◆ **ИЗВЛЕЧЁННЫЙ ТЕКСТ**:
::::::::

О чём же повествует В.Крупин в повести? Об одном конкретном факте своего бытия - Крестном Великорецком Ходе, который совершал и он, и его друзья, и просто знакомые и не знакомые люди. Прежде всего – « братья во Христе, наша славная бригада: Саша Чирков, Саша Блинов, Лёня Ермолин, это костяк, гвардия, а уже как много было за эти годы новых крестоходцев в нашей бригаде. Николай Пересторонин, Александр Громов, Алексей Смоленцев, Борис Борисов, Роман, фамилию не знаю. А и что знать, мы же по именам поминаем друг друга… А вот вождь наш Анатолий, уже не вождь, диакон, и вот что-то приболел».
«Разговоры» и «рассуждения» паломников и стали важной канвой повествования.
Кроме содержательного аспекта, поразительная сила крупинских диалогов заключена в индивидуализации речи каждого собеседника. В них ясно ощущаешь характер и слышишь даже тембр голоса говорящих.
«А как же вятским не улыбаться. Обязаны москвичи, – поддерживает повар. – Спасские ворота Кремля названы по обретённой в Вятке иконе Всемилостивого Спаса. До того они были Константино-Еленинскими. А в соборе Василия Блаженного есть церковь Святителя нашего Николая Великорецкого. И вообще собор восемьдесят лет назывался Никольским.– И вообще Москва стоит на земле вятичей».
Крестные ходы – явление в народной жизни не новое. Они разные бывают.

::::::::

◆ **ЗАДАНИЕ A**: Выпишите из списка все строки, где встречается слово «cluster», учитывая регистр букв.
Отрывок о повести В. Крупина и список никак не связаны между собой.

::::::::

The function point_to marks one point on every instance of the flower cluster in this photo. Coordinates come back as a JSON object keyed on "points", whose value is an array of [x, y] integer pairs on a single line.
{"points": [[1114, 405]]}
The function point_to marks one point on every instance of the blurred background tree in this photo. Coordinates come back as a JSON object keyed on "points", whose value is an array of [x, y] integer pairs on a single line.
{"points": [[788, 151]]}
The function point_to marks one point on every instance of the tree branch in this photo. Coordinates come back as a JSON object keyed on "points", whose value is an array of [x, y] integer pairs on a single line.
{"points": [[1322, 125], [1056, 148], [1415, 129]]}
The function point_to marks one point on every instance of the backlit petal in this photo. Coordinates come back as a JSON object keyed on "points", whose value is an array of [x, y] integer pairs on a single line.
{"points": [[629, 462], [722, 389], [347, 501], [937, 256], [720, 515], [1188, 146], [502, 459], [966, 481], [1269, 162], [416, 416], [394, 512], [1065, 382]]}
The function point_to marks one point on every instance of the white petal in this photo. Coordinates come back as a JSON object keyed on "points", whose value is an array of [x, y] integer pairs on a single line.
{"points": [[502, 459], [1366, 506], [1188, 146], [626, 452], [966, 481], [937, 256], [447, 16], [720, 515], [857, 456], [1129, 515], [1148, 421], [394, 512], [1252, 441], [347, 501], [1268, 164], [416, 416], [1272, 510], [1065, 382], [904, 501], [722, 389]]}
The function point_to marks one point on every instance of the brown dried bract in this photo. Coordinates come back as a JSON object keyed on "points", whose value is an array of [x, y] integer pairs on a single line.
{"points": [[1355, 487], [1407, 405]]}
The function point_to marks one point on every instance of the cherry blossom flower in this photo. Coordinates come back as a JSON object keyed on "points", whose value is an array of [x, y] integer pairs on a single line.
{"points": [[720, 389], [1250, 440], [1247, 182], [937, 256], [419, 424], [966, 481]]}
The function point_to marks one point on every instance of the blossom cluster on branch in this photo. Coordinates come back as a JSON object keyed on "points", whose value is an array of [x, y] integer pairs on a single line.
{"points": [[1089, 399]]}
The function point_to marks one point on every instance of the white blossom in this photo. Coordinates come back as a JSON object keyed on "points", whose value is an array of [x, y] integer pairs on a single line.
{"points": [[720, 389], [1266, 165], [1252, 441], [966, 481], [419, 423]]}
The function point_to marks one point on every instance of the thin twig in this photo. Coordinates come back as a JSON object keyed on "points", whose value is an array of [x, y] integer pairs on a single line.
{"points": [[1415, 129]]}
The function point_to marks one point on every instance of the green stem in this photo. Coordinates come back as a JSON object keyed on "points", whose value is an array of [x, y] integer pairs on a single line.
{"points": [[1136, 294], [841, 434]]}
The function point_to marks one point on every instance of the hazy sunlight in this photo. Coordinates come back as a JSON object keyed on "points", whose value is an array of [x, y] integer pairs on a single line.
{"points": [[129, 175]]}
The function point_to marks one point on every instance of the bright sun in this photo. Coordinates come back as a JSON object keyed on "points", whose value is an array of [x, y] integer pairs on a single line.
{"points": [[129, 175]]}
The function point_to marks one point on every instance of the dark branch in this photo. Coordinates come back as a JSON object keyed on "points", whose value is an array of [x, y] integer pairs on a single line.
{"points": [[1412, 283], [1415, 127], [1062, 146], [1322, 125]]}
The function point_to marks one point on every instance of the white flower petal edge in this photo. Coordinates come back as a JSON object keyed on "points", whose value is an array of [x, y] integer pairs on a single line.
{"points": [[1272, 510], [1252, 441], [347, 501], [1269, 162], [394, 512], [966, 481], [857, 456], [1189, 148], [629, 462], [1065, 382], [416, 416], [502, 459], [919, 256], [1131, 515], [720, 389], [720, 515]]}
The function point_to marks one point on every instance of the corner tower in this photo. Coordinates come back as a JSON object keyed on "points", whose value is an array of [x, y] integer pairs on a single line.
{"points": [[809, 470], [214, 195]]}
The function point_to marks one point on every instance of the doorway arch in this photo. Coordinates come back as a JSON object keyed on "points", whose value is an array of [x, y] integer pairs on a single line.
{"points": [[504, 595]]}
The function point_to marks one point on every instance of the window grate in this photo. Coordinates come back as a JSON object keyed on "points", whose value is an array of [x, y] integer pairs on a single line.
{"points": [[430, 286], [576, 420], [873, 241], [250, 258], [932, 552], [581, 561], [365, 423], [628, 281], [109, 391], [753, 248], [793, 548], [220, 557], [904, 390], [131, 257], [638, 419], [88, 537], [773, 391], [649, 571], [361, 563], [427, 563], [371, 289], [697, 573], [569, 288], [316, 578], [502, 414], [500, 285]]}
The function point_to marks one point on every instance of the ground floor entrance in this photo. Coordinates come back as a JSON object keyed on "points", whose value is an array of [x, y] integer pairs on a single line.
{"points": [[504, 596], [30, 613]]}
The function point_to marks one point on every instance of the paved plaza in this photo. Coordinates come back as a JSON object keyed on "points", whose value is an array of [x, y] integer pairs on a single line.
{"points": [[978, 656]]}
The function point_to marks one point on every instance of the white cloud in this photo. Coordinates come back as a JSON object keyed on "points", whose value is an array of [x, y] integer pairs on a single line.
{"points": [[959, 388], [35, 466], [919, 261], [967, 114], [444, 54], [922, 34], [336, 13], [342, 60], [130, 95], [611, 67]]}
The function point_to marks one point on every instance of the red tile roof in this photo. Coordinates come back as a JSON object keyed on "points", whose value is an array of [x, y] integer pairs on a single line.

::::::::

◆ **ЗАДАНИЕ B**: Продолжите отрывок о повести В. Крупина, начав сразу после его последнего предложения.

◆ **ОТВЕТ A**:
The function point_to marks one point on every instance of the flower cluster in this photo. Coordinates come back as a JSON object keyed on "points", whose value is an array of [x, y] integer pairs on a single line.
The function point_to marks one point on every instance of the blossom cluster on branch in this photo. Coordinates come back as a JSON object keyed on "points", whose value is an array of [x, y] integer pairs on a single line.

◆ **ОТВЕТ B**:
«Нашу бригаду или артель, как угодно, сдружил и сплотил Великорецкий Крестный ход – это главное чудо вятской земли. Да разве только вятской. Уже идёт этим ходом вся Россия, всё Зарубежье. Ходу свыше шестисот лет. Наши предки дали обет каждый год носить чудотворную икону святителя Николая из Вятки на реку Великую, туда, где она была обретена.
Выполняя этот обет, мы вместе с другими ходим с иконой много лет. Помним, как шло нас человек двести, все друг друга знали, а сейчас идёт по пятьдесят и больше тысяч человек. Кто откуда. Вятских, в сравнении с другими, мало. Но вятские выполнили главное дело – сохранили Крестный ход. Вот и наша бригада вся вятская. Все по происхождению сельские, то есть умеющие всё делать: и копать, и пилить, и стены класть, и круглое катить, и плоское таскать. И на земле спать, и клещей не бояться».
.
О Крестных шествиях мирян и духовенства написано немало. Паломническая литература имеет многовековую историю. Ею не поразишь сегодня воображение искушённого читателя. [5]
.
Чем же привлекателен В.Крупин в своём повествовании? Прежде всего, он никого не поучает. Автор рассказывает о Крестном ходе не в назидательном или высокопарном тоне, а спокойно, как того требует религиозная сущность этого действа. Он маневрирует на тонкой грани художественных возможностей и местами по тексту кажется , что ещё немного и прорвёт эти границы, и уйдёт в область освещения чистого религиозного богоборчества.
Но этого не случилось. Видимо, потому, что В.Крупин слишком писатель всем своим существом, и именно во всех его изменениях и «самосжиганиях» первенствует его подлинная и целостная творческая личность.
.
И далее. Значит ли, что, описывая паломников - этих"солдат на марше", писатель всецело «отдаёт» нас во власть именно состоявшегося факта?
.
В таком случае мы бы говорили о репортаже, информации, элементарном дневнике, но никак не о художественном произведении, каким является этот труд.
.
Смею утверждать, что он ко всему ещё и философский.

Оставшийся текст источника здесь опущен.